» YOUR ASSIGNMENT: If a line in the following entries holds the string "exact", include it in the tally. State the total and nothing further.

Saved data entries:
===============

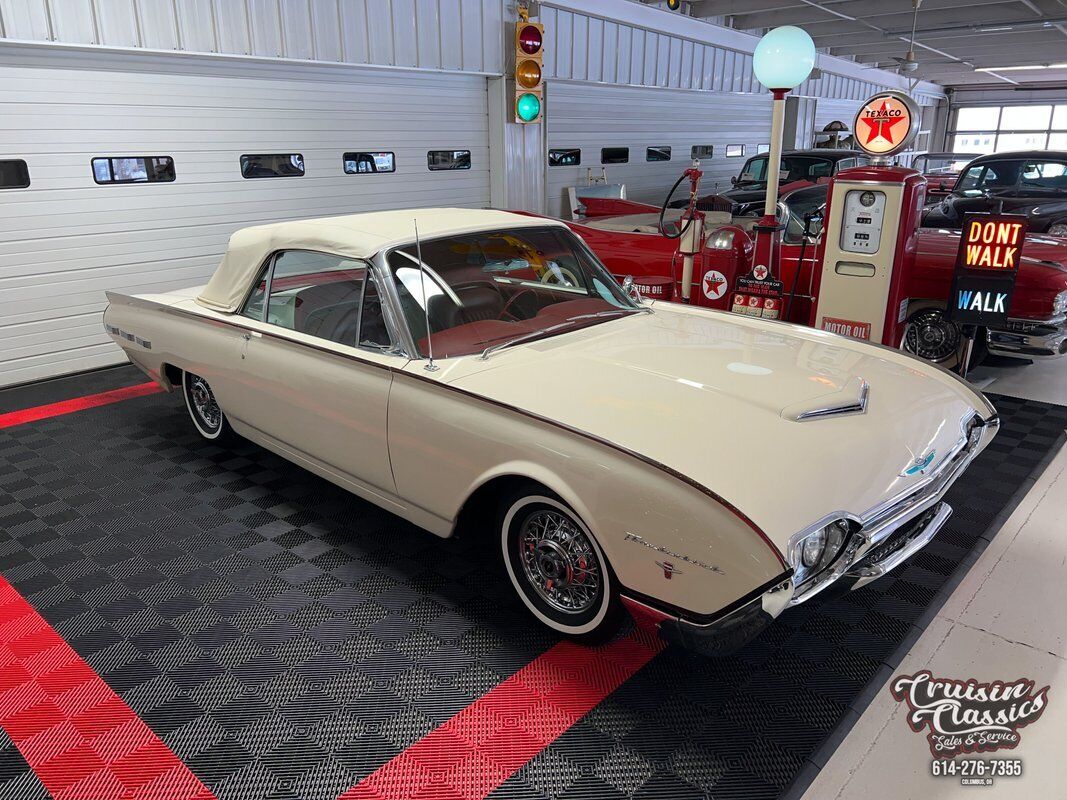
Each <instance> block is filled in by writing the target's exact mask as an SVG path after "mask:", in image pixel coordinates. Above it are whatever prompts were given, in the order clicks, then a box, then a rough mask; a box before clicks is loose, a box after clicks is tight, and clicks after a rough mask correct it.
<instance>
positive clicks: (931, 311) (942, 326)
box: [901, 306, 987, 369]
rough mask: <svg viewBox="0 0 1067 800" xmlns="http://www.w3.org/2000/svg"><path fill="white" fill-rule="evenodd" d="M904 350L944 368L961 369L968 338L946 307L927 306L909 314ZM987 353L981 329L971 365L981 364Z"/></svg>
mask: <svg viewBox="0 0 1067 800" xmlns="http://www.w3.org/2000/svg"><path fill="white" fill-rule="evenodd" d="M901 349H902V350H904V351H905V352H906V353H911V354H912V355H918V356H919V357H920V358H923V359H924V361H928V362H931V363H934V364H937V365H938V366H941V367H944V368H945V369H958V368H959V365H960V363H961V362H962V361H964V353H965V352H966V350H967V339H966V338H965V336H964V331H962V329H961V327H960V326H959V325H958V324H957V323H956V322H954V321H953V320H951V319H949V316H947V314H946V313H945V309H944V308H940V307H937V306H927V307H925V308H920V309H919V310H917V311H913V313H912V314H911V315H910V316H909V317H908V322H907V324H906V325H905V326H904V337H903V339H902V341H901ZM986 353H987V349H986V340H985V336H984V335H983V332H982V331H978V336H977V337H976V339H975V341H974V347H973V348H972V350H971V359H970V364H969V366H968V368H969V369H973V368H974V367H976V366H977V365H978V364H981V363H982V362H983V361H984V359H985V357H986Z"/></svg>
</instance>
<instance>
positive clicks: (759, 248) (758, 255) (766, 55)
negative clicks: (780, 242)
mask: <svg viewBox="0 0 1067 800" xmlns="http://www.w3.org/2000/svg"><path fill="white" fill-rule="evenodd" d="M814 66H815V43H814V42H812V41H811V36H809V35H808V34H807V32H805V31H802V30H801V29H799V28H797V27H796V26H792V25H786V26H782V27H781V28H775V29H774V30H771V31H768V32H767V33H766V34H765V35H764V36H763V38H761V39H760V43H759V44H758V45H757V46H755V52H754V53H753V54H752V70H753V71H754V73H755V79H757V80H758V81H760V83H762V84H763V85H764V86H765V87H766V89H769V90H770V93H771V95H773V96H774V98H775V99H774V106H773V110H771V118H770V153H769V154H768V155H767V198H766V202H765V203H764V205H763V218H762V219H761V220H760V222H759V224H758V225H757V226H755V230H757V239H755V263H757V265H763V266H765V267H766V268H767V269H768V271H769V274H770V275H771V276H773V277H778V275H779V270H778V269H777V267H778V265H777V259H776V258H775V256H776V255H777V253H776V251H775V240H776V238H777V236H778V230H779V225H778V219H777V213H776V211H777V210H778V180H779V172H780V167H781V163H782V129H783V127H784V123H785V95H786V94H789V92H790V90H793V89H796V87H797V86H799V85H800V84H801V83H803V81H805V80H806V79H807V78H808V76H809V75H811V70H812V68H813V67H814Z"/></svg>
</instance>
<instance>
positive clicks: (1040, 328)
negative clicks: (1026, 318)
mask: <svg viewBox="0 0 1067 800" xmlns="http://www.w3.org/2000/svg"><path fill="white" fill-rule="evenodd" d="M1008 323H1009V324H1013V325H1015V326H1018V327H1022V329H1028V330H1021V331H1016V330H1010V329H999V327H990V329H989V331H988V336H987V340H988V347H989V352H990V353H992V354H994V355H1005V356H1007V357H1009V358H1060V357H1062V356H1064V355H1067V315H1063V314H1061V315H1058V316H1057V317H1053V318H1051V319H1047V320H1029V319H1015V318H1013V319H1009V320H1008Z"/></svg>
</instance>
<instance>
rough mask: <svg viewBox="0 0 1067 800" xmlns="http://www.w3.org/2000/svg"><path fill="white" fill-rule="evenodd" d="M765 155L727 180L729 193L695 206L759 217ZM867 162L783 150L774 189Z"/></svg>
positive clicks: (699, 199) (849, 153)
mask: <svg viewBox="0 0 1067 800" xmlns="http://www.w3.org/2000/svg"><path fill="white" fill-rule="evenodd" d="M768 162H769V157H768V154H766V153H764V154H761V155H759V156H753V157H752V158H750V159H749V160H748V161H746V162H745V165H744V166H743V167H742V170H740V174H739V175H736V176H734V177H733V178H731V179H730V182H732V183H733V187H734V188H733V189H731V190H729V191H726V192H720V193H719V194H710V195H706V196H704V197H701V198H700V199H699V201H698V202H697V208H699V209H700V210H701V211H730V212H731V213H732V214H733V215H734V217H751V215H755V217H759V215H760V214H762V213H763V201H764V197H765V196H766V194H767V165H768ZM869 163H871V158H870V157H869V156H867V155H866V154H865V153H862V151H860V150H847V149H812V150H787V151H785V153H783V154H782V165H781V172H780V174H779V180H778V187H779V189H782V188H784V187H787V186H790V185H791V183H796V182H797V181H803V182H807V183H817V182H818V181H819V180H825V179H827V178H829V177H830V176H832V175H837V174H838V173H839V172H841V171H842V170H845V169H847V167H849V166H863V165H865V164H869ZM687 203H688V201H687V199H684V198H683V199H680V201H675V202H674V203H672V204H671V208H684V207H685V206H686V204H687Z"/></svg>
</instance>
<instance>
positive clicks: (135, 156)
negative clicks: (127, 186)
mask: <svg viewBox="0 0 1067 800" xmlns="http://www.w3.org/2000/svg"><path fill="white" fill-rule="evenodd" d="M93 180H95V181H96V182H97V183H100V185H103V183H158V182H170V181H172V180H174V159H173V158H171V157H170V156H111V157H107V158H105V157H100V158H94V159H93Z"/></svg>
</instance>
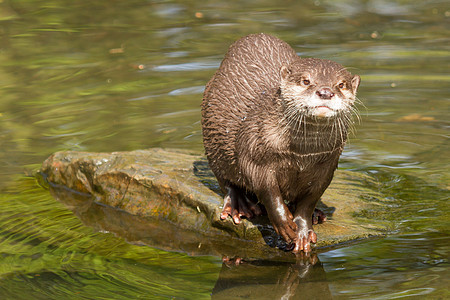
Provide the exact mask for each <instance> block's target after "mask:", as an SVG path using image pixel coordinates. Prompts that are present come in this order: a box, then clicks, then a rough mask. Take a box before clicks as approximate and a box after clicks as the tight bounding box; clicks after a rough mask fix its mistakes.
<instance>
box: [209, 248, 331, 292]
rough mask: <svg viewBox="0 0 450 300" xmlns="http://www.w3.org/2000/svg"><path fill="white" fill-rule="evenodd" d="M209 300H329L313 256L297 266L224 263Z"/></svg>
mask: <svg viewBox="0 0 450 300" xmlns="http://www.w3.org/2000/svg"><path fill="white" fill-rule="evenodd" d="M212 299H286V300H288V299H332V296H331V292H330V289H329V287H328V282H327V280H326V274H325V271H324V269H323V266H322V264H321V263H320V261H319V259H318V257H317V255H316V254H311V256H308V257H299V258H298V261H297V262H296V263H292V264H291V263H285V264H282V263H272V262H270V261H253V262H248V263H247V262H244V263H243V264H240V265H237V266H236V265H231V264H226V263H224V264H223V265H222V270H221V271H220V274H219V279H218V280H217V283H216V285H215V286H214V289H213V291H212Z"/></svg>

===============

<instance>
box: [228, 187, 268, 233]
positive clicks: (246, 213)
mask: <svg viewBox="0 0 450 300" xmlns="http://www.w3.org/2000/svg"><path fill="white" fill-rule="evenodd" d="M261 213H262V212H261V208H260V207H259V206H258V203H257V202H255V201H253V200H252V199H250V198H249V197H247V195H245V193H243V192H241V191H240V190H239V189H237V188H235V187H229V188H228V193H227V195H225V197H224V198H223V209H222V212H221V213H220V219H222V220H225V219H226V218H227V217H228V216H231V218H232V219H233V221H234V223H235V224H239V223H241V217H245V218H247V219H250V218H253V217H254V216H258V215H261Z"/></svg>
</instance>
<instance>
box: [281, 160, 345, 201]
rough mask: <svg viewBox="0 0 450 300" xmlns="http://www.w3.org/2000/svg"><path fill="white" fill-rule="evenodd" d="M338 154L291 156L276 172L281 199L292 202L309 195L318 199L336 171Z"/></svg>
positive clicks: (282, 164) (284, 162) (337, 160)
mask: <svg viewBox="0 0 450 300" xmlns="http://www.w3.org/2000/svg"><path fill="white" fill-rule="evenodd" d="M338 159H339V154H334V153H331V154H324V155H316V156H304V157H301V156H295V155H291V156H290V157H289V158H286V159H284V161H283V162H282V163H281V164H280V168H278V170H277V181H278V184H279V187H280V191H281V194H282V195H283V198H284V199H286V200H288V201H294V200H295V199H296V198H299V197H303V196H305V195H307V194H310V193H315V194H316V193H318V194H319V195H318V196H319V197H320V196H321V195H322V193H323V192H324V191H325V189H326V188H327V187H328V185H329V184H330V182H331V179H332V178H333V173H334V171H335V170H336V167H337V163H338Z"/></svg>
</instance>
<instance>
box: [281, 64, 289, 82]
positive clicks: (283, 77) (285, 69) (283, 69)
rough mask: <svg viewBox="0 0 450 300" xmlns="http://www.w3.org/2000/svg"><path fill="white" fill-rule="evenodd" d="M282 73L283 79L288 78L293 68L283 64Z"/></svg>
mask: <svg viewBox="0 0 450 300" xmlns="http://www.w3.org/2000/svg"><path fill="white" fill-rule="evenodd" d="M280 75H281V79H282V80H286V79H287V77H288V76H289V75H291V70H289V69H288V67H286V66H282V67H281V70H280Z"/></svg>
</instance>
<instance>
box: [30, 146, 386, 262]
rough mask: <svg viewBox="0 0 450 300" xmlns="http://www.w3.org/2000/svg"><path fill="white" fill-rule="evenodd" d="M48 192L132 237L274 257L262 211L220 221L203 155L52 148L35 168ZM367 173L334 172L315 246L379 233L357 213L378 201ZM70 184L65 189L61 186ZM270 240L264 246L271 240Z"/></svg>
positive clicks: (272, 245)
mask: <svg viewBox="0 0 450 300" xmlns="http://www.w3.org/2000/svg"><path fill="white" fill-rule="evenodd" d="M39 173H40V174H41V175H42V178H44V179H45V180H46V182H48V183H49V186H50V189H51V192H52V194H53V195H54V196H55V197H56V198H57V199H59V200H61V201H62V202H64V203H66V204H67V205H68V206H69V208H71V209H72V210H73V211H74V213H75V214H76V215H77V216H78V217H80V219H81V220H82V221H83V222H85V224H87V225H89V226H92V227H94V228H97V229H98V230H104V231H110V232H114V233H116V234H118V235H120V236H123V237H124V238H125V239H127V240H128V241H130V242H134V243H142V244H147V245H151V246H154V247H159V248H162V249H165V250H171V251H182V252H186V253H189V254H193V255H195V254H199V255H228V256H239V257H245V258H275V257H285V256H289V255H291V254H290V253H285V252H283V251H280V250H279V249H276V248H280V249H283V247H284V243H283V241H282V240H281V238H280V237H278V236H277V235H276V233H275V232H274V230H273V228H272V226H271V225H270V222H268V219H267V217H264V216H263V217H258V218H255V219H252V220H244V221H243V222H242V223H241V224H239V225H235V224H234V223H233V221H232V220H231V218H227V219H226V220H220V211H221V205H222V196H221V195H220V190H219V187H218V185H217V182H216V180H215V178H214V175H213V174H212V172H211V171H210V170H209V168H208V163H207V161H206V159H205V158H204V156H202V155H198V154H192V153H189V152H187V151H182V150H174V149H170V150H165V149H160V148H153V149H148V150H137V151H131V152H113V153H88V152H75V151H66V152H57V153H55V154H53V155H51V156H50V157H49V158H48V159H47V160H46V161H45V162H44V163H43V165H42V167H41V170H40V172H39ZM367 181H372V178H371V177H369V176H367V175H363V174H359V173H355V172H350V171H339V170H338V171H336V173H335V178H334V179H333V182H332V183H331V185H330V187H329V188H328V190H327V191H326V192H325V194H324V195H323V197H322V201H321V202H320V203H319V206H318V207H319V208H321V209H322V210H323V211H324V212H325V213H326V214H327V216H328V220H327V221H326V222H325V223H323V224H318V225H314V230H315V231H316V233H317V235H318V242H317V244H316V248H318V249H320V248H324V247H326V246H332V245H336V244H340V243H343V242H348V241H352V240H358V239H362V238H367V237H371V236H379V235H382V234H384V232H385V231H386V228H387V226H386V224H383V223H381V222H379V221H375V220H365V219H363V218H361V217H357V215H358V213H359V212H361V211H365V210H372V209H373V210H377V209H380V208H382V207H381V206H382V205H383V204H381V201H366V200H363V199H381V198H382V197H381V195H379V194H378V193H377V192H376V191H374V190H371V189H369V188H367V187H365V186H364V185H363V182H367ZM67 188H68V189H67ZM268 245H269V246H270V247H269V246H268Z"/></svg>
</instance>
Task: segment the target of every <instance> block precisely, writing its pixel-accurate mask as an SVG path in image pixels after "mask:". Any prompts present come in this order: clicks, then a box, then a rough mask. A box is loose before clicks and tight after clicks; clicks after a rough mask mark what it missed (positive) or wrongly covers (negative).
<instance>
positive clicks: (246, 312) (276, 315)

===============

» ANSWER TO THE EXERCISE: 2